Fragen zum Material
**a)** Wie viele tote Kraniche wurden laut dem Text über die Vogelgrippe im Hula-Tal in der sumpfigen Ebene schon gefunden?
**b)** Führen Sie den Text über die Vogelgrippe in Israel nach seinem letzten Satz weiter.

Im Hula-Tal im Norden Israels ist zu normalen Zeiten ein einzigartiges Naturschauspiel zu beobachten: Zehntausende Zugvögel machen hier halt, die tägliche Fütterung der Kraniche ist eine große Touristenattraktion. Jetzt aber ist das Tal erst mal geschlossen, man könnte auch sagen: im Lockdown. Denn das Naturschutzgebiet verzeichnet einen massiven Ausbruch der Vogelgrippe. 5000 tote Kraniche haben sie in der sumpfigen Ebene schon gefunden.
Israels Umweltministerin Tamar Zandberg spricht vom "schwersten Schlag für die Tierwelt in der Geschichte des Landes". Zudem bangen die Hühnerfarmer um ihre Existenz - und mitten in der neuen Corona-Welle wächst auch noch die Sorge, dass das für die Vogelgrippe verantwortliche H5N1-Virus auf Menschen übergreifen könnte.
Als Ausgangspunkt der Seuche wird ein Moschav, also eine landwirtschaftliche Genossenschaft, in der Nähe der libanesischen Grenze vermutet. Dort befindet sich eine riesige Legebatterie, in der bereits mehr als 500 000 Hennen getötet werden mussten. Da das Virus mittlerweile auch noch in mindestens drei weiteren Hühnerfarmen gefunden wurde, droht in Israel für die nächsten Wochen eine Knappheit an Eiern. Von den normalerweise monatlich im Land verbrauchten 200 Millionen Eiern würden mindestens 14 Millionen fehlen, heißt es.

Auszüge aus Datensätzen
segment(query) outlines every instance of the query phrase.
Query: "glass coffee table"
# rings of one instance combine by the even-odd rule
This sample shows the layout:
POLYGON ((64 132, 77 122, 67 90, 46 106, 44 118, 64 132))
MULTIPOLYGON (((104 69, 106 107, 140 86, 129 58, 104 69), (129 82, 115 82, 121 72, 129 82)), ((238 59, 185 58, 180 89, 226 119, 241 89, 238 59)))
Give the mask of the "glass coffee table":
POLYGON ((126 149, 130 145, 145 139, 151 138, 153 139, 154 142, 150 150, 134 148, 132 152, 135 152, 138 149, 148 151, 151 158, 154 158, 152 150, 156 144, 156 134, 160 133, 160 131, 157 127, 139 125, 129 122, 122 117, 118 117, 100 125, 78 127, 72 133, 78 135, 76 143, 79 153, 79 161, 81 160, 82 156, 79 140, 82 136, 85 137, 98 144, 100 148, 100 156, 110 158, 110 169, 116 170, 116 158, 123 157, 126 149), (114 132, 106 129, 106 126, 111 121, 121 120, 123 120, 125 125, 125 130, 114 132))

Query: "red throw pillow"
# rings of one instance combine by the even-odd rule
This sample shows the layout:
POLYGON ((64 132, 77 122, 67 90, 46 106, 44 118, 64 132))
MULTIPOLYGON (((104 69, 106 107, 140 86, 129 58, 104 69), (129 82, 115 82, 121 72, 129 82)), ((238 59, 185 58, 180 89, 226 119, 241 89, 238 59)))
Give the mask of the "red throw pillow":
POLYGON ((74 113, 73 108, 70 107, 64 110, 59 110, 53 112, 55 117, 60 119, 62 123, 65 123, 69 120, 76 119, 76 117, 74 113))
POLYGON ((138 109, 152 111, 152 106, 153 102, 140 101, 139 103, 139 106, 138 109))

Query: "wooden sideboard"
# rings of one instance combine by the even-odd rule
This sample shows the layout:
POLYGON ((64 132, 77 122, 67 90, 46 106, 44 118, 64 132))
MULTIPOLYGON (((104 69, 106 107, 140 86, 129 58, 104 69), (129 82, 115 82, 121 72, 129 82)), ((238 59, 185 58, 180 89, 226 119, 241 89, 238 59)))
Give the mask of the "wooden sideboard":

Antworten
**a)** 5000 tote Kraniche.

**b)**
Jagdsaison soll beendet werden
Ein Lastwagenfahrer, der Futter an den Moschav geliefert hatte, soll die Seuche von dort aus weiterverbreitet haben. Anschließend war er mit einer Lieferung ins Hula-Tal gefahren. Das Landwirtschaftsministerium wirft dem Betreiber der Hühnerfarm vor, den Ausbruch der Vogelgrippe nicht rechtzeitig gemeldet zu haben. Deshalb habe sie sich "wie ein Lauffeuer" verbreiten können.
Bislang gibt es noch keine Anzeichen dafür, dass das Virus auch Menschen infiziert haben könnte. Doch die Öffentlichkeit wurde aufgefordert, tote Vögel nicht zu berühren und jeden Fund umgehend zu melden. Hühnerfleisch soll in jedem Fall lange gekocht oder gebraten werden. Um die Vorsorgemaßnahmen abzustimmen, versammelte Premierminister Naftali Bennett bereits eine Runde von Sicherheitsexperten und Mitarbeitern des Landwirtschafts-, Gesundheits- und Umweltministeriums.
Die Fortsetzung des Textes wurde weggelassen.